*Prompt:* Give back exactly the lines from the one containing "Trace the outline of every instance of the round" through the end of the records, including both, and no others.

--- START Data to process ---

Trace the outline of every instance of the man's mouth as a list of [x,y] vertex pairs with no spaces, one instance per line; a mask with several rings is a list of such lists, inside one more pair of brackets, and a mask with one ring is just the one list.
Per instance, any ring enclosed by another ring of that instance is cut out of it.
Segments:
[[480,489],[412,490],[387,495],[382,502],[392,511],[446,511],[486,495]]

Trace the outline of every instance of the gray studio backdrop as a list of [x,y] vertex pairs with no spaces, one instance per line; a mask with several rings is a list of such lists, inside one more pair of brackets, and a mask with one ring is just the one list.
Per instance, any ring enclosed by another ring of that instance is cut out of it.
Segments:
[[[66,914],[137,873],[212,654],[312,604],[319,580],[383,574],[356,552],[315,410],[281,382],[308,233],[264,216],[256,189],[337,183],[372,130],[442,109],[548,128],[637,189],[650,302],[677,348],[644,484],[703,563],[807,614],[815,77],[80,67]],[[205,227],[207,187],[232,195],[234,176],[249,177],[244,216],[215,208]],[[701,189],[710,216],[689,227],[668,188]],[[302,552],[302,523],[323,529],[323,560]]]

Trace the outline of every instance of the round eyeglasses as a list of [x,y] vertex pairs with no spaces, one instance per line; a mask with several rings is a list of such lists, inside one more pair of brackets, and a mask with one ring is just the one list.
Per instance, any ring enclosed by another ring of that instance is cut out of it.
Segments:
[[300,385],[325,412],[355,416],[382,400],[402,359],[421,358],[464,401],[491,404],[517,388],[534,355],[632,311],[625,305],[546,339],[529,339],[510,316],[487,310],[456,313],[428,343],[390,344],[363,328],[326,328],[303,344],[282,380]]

--- END Data to process ---

*Response for this exercise:*
Trace the outline of every instance of the round eyeglasses as a list of [x,y] vertex pairs with no spaces, one instance per line; a mask with several rings is a list of such lists, inside one more pair of brackets, and a mask with one ring is just the one list.
Per instance, any ring enclosed by another ring of that instance is cut out of it.
Segments:
[[300,385],[325,412],[355,416],[382,400],[402,359],[421,358],[464,401],[491,404],[517,388],[534,355],[632,311],[625,305],[546,339],[529,339],[510,316],[487,310],[456,313],[428,343],[390,344],[363,328],[326,328],[303,344],[282,380]]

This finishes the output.